**Stored data:**
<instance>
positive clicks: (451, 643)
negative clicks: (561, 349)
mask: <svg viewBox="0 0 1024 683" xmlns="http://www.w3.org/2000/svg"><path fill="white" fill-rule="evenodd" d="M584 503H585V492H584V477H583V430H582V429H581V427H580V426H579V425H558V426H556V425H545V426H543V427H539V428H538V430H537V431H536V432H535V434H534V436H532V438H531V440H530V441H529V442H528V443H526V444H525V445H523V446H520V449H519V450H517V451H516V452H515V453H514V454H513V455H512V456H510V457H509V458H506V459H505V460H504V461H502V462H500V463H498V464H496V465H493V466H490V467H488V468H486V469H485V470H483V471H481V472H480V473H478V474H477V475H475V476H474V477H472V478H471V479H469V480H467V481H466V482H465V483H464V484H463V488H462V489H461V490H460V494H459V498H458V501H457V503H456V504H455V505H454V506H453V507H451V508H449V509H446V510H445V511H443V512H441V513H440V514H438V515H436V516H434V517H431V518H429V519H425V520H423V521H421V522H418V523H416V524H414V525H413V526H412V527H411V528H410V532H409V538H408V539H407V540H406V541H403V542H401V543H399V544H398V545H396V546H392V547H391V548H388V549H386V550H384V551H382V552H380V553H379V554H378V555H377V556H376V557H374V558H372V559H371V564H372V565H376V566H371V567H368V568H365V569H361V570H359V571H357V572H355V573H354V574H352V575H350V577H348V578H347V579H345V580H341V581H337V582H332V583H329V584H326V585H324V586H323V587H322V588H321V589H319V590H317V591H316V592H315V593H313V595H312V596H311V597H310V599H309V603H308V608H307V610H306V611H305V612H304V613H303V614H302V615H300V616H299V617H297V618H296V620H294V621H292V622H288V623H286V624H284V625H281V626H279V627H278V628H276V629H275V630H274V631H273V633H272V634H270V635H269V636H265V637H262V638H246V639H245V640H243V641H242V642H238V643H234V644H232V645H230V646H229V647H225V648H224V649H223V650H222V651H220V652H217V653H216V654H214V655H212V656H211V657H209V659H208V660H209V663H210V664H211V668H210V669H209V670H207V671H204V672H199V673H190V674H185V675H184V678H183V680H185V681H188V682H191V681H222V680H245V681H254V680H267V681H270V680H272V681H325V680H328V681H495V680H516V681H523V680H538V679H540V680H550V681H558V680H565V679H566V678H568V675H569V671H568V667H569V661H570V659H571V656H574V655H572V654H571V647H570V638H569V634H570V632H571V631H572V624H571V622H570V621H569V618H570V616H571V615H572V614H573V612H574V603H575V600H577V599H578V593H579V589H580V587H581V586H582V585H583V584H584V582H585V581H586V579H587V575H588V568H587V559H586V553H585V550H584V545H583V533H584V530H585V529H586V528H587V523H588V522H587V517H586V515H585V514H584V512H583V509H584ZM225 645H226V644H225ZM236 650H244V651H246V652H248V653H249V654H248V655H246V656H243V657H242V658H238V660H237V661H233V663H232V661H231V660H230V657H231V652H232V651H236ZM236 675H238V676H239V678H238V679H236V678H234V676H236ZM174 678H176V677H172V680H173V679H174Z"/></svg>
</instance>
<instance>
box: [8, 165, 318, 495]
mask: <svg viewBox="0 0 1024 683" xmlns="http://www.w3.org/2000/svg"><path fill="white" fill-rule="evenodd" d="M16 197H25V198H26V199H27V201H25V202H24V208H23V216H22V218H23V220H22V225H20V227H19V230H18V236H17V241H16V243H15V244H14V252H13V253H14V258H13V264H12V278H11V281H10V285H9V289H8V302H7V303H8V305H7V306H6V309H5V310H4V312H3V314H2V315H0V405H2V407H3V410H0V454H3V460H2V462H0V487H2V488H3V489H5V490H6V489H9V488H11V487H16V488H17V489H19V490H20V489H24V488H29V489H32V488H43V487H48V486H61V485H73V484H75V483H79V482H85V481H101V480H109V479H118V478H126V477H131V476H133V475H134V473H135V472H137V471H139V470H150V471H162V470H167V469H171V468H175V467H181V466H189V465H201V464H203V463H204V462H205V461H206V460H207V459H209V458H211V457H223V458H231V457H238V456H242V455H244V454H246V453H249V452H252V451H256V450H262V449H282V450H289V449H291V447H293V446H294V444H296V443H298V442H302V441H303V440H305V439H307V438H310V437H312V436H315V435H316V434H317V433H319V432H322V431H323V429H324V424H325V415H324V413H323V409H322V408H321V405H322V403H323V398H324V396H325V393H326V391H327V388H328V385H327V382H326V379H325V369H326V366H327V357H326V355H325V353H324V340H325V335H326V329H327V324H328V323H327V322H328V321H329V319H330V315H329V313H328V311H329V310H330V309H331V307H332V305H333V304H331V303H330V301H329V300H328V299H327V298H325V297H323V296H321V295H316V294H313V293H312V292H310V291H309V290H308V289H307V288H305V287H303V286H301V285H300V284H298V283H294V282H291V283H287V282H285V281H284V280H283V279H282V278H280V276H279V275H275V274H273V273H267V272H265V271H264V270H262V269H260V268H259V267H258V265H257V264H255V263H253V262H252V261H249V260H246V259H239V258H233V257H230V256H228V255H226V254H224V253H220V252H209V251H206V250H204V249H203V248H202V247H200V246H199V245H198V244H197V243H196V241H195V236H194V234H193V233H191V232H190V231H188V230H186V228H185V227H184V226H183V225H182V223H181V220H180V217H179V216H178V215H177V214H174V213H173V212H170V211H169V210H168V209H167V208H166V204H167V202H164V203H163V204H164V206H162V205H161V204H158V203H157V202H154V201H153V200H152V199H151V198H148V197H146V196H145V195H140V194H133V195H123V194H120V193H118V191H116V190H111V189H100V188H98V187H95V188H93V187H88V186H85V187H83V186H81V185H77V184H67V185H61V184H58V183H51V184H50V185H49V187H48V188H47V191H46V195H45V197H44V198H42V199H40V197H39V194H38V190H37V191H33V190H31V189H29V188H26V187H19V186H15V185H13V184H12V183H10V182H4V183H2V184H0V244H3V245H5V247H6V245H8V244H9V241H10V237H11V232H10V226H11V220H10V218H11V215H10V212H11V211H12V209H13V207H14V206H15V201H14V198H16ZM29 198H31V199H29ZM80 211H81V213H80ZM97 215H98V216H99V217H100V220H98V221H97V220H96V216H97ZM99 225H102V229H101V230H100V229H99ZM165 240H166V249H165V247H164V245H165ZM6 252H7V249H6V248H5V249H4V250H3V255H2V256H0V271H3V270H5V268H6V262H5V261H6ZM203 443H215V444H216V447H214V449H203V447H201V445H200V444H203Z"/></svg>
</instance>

**Task objective:**
Copy out the lines exactly as they appear in the records, starting from the beginning of the records and continuing through the line containing "negative clicks: (561, 349)", including both ends.

**Response to this task:**
<instance>
positive clicks: (451, 643)
negative clicks: (561, 349)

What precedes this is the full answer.